AUFGABE
Liste aus dem folgenden Textauszug alle Dinge auf, von denen man hörte und die laut Text nicht übertrieben waren, jeweils mit dem zugehörigen Adjektiv.

EXTRAHIERTER TEXT
Als die ersten Nachrichten von den Massenmorden an Juden in die Stadt gelangten und jedermann meinte, sie seien übertrieben, so schlimm könne es ja wohl nicht sein, und jeder dennoch ganz genau wußte, daß sich das alles tatsächlich so verhielt, daß keine noch so ungeheuren Zahlen, keine noch so gräßlichen Methoden und raffinierten Techniken, von denen man hörte, übertrieben waren, daß wirklich alles so sein mußte, weil es gar nicht anders sein konnte, und daß es längst nicht mehr die Zeit war, davon zu reden, ob es nicht doch noch andere, mildere, menschlichere Verfahren gegeben hätte, Ausweisungen ja wohl nicht mehr, jetzt im Kriege, aber doch garantierte Reservationen, mit Eigenverwaltung undsoweiter, als das völlige Schweigen an der Reihe war, als man sich selber schon hinweggeschwiegen hatte, wer weiß wovon und wer weiß wohin, gegen nichts mehr einen Widerspruch aufsteigen spürte, nur so daherredete, zwischen einem nachlässig stilisierten Witz und dem feierlich-feuchten Gefühl, in einen Schicksalskampf von mythischem Rang einbezogen zu sein, wider Willen, zugegeben, als es so weit war mit denen, die frei herumliefen in Deutschland und frei herumlebten, unter den erschwerten Bedingungen des Krieges, zugegeben, als sie so weit gekommen waren, - was nichts heißen soll, denn so weit waren sie ja dann wohl schon seit je gewesen, wenn es jetzt so gut klappte, als es also war wie schon immer, als das so war, läuteten die Glocken - für gar nichts besonderes: die Hochzeit eines Hirnverletzten, dem man in Anbetracht seiner militärischen Auszeichnungen diesen Wunsch nicht hatte abschlagen können, eines garnisonsverwendungsfähig geschriebenen, aber für die nächsten Jahre vorerst beurlaubten Oberleutnants der Pioniere, mit einer Krankenschwester namens Erika, die ihn im Sanatorium vom Fensterkreuz, an dem er sich aufgeknüpft, mit eigner Hand abgeschnitten hatte und die er am Abend der Hochzeit noch erwürgte, in einem sogar vermuteten Anfall von Geistesgestörtheit, was auch nichts heißt, denn geistesgestört zu sein war ohnehin sein behördlicher Zustand gewesen seither, das heißt seit zwei Jahren, seit seiner Verletzung. 

Das eine also seit zwei Jahren, das andere seit wann?

(in Johannes Bobrowski, Gesammelte Werke, Deutsche Verlags-Anstalt, München, 1998)

[Datenauflistung]
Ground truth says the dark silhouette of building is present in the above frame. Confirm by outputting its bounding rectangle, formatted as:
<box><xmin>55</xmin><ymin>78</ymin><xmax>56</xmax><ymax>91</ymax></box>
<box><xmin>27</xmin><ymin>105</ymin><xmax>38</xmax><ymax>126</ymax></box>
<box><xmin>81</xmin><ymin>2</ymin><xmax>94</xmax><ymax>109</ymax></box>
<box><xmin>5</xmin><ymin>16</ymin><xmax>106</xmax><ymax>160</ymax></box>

ERGEBNIS
ungeheuren Zahlen
gräßlichen Methoden
raffinierten Techniken